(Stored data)
============================================================

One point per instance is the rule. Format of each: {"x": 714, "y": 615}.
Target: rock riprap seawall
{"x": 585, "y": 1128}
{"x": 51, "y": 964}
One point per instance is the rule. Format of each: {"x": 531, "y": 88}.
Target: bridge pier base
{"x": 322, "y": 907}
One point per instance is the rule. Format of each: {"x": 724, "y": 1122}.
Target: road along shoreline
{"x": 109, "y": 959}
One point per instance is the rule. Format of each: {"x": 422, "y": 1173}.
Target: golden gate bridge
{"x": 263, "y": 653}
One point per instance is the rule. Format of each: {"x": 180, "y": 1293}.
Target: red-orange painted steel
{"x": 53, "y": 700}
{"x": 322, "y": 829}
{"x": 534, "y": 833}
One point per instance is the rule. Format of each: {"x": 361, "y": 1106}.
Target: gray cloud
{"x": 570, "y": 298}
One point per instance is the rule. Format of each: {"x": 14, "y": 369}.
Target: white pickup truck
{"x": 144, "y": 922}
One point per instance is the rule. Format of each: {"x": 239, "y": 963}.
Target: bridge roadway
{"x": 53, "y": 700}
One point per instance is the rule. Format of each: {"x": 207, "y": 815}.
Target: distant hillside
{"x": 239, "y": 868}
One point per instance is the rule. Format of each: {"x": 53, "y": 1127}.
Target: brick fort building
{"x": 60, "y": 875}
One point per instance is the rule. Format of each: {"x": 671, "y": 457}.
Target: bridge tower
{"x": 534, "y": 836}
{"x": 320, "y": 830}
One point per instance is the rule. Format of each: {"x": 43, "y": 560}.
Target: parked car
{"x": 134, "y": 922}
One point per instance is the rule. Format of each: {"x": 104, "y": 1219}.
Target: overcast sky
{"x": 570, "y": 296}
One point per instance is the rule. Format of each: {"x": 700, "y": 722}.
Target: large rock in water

============================================================

**HOW TO COMPLETE THIS TASK:**
Give the data back exactly as it stands.

**YOUR RESPONSE:**
One point per instance is the rule. Format of each: {"x": 714, "y": 615}.
Target: rock riprap seawall
{"x": 585, "y": 1128}
{"x": 51, "y": 964}
One point per instance is the rule. Format of each: {"x": 531, "y": 88}.
Target: bridge pier base
{"x": 322, "y": 907}
One point per instance is the rule. Format of each: {"x": 724, "y": 1122}.
Target: road along shoreline
{"x": 109, "y": 959}
One point per instance is the rule. Format of each: {"x": 422, "y": 1173}.
Target: golden gate bridge
{"x": 263, "y": 653}
One point per instance is the rule. Format of each: {"x": 180, "y": 1293}.
Target: red-orange painted steel
{"x": 53, "y": 700}
{"x": 322, "y": 829}
{"x": 534, "y": 833}
One point per instance is the rule. Format of each: {"x": 361, "y": 1106}.
Target: gray cloud
{"x": 570, "y": 298}
One point per instance is the rule. Format of each: {"x": 14, "y": 369}.
Target: white pickup truck
{"x": 144, "y": 922}
One point per instance is the rule. Format of each: {"x": 239, "y": 963}.
Target: bridge roadway
{"x": 53, "y": 700}
One point per instance is the rule. Format of each: {"x": 207, "y": 815}.
Target: distant hillside
{"x": 239, "y": 868}
One point per instance is the rule. Format of each: {"x": 53, "y": 1127}.
Target: brick fort building
{"x": 60, "y": 875}
One point per instance is the rule. Format of each: {"x": 671, "y": 457}.
Target: bridge tower
{"x": 534, "y": 836}
{"x": 320, "y": 830}
One point per instance is the rule. Format of each: {"x": 43, "y": 560}.
Target: parked car
{"x": 134, "y": 922}
One point per instance is the rule. Format of each: {"x": 104, "y": 1219}.
Target: overcast sky
{"x": 570, "y": 296}
One point per instance is the rule. Format of each: {"x": 700, "y": 722}.
Target: large rock in water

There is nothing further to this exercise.